▶ [Work required]: The required output is the line that contains "Locate every instance of the tall" plus every line after it in the listing below, copied exactly as it appears.

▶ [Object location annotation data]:
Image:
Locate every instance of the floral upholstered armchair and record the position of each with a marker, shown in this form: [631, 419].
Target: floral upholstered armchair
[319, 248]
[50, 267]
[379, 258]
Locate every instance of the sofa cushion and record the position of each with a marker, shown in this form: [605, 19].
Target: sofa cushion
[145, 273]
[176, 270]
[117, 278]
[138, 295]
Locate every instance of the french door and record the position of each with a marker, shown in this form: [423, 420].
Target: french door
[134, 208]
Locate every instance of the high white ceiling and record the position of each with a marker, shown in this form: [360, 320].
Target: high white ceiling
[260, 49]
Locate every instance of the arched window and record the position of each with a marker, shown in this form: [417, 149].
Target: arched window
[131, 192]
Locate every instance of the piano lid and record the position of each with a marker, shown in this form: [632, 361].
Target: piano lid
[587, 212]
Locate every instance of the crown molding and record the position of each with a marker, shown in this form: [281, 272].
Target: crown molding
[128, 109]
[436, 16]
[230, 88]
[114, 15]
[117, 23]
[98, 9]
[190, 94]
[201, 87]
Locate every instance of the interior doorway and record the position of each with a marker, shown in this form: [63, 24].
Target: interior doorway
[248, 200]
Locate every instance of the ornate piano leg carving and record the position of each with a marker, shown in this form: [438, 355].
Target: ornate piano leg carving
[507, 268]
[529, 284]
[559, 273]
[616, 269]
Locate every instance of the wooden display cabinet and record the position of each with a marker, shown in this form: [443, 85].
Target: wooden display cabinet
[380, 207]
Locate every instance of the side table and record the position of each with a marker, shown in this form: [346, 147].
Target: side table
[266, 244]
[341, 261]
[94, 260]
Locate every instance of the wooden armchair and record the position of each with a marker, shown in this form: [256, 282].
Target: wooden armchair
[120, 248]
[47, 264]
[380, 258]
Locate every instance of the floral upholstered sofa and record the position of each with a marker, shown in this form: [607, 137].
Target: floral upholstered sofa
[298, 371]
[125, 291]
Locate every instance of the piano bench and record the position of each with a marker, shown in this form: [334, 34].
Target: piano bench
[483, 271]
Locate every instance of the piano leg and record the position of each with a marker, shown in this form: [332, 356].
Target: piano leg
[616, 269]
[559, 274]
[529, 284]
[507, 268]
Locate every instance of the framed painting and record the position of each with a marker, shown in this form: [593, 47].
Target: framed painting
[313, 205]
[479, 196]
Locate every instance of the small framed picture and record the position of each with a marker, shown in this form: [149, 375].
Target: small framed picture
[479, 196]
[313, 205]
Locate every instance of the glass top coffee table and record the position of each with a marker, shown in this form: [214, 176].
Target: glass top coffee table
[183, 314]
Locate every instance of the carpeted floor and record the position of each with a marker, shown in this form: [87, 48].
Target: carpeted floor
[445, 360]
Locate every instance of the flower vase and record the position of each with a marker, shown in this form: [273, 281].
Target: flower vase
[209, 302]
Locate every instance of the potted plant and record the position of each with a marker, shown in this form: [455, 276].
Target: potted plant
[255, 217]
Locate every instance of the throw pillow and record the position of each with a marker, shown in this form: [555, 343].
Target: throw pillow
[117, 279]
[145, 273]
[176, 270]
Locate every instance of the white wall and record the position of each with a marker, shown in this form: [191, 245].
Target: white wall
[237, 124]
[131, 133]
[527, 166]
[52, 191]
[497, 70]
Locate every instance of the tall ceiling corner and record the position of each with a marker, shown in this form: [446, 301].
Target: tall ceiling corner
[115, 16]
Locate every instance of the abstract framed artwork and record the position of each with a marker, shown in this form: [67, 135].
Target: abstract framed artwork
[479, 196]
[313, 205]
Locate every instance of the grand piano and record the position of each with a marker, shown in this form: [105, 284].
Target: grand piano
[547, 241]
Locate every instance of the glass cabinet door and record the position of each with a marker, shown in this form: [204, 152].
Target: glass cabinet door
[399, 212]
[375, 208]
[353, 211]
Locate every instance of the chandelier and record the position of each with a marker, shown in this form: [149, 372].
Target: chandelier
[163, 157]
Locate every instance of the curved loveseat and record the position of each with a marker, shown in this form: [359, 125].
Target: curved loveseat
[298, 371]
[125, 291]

▶ [Answer]:
Locate every instance of the tall ceiling corner and record the position of each with a marker, shown in this form: [446, 301].
Target: tall ceiling corner
[115, 16]
Locate every instance of the abstract framed artwork and record the position of each with a marker, shown in this form: [67, 135].
Target: abstract framed artwork
[479, 196]
[313, 205]
Locate every instance of the grand piano and record the position of each with a marker, shown in this form: [105, 284].
Target: grand piano
[547, 241]
Locate every instance of the glass cabinet door and record the position of each with a marker, shown in this form: [204, 152].
Target: glass cabinet door
[399, 212]
[375, 208]
[353, 211]
Locate every instance of the chandelier and record the position of each with a marker, shown in this form: [149, 372].
Target: chandelier
[163, 157]
Locate every instance of the curved loveseat and record the position of each with a marker, shown in this form: [359, 125].
Target: curved loveseat
[298, 371]
[125, 291]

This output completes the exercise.